> SUPPLIED DATA

[Start of Attachment]

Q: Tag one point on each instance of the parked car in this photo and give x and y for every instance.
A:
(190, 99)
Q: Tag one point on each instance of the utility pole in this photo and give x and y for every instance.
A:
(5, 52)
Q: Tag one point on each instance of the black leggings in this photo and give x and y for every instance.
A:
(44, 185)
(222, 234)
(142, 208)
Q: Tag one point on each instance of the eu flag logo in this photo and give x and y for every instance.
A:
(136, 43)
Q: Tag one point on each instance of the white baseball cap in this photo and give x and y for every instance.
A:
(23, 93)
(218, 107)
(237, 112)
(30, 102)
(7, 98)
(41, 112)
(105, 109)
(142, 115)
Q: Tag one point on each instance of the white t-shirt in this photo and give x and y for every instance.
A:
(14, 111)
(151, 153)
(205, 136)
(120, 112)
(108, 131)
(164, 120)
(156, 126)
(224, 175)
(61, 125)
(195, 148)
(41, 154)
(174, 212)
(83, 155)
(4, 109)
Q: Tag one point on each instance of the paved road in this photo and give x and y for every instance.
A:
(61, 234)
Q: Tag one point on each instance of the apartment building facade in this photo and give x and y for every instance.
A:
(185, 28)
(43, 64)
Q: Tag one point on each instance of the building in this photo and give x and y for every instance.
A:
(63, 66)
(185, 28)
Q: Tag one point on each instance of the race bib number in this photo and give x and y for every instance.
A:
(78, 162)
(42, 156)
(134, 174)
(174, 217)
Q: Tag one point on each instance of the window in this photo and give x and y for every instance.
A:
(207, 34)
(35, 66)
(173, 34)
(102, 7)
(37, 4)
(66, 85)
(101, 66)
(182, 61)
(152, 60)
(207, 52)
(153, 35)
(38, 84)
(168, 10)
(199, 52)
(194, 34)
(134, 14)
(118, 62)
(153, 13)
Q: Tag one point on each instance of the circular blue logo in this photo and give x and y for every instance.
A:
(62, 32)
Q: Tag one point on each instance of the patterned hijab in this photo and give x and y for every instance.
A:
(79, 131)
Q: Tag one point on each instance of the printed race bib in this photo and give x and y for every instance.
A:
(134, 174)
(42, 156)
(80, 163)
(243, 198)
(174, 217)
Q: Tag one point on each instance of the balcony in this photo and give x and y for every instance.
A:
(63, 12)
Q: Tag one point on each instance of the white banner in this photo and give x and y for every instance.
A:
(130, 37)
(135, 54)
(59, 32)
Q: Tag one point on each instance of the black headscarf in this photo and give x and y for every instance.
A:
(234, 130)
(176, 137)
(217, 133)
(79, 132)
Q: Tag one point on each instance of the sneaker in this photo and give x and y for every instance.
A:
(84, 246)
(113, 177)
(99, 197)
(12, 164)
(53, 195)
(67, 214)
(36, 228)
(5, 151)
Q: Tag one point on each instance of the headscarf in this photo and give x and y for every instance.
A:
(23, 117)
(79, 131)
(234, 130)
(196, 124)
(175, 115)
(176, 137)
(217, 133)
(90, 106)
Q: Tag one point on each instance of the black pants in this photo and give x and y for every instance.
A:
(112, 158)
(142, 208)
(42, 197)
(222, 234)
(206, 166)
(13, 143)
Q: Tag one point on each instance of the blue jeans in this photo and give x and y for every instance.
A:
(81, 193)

[End of Attachment]
[Start of Attachment]

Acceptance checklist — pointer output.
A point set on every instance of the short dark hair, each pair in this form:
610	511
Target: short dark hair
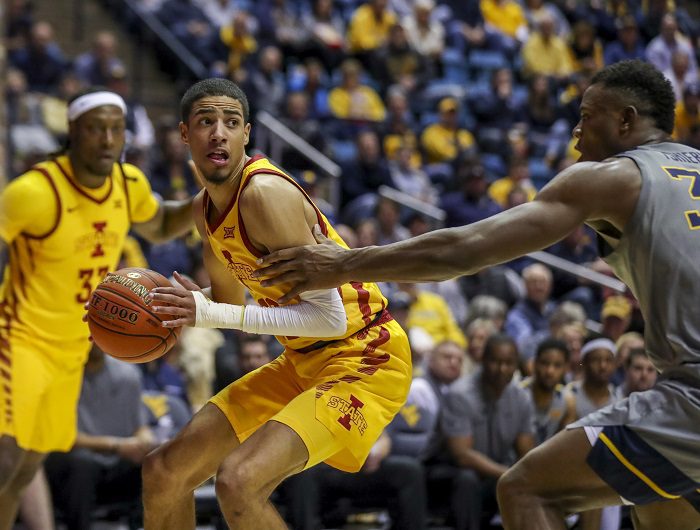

[End of Attachment]

> TASK PROMPT
Show the lines of the records above that mention "logo".

> EXERCISE OUTPUT
Q: Tag one point on each instance of the eu flag logo in this photo and give x and y for every instance.
Q: Tag one point on each instance of the circular blue logo in this photo and give x and y for every instance.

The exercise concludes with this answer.